- **WHAT YOU NEED TO DO**: Count the lines in the entries below that contain the string "step". Reply with that number alone.

- **DATA EXCERPTS**:

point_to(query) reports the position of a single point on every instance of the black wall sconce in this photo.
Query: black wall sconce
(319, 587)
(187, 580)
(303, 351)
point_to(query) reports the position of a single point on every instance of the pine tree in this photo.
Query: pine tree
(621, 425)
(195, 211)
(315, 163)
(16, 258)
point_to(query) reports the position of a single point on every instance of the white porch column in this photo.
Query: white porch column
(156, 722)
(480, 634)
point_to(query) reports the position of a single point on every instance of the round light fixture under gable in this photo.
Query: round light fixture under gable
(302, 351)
--
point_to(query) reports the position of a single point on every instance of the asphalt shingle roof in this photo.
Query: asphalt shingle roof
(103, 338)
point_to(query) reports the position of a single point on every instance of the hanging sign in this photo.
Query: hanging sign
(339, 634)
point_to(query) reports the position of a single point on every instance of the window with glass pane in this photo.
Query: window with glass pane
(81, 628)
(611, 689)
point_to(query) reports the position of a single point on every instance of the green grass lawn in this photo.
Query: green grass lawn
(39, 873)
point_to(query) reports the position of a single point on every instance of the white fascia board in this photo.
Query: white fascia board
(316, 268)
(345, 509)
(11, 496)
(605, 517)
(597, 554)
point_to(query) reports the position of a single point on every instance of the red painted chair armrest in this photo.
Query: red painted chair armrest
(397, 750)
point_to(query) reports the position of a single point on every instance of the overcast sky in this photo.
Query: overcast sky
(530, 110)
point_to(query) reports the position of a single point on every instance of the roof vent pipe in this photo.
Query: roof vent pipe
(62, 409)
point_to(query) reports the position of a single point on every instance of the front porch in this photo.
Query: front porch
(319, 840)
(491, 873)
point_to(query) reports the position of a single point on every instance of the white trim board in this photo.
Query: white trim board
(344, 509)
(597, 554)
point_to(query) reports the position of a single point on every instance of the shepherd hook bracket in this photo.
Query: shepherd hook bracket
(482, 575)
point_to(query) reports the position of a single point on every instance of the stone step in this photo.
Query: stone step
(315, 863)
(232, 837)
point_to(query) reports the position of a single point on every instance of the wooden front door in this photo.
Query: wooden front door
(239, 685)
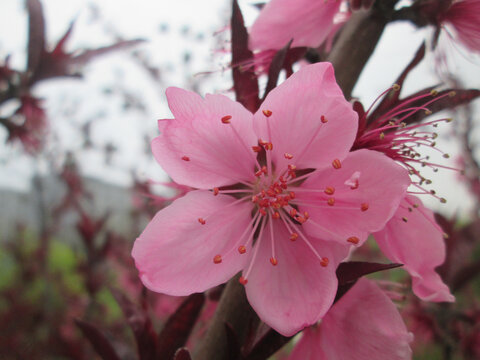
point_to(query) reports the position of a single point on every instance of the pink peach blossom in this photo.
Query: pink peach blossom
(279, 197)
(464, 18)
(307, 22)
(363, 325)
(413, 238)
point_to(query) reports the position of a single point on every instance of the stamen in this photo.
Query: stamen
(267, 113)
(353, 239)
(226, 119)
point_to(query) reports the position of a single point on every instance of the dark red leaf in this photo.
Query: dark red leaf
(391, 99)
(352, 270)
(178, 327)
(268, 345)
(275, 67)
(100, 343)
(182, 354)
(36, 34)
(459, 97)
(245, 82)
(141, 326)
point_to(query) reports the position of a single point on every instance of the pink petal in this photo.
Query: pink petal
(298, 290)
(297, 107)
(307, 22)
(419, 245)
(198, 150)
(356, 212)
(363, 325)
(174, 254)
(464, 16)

- **REPLY**: 2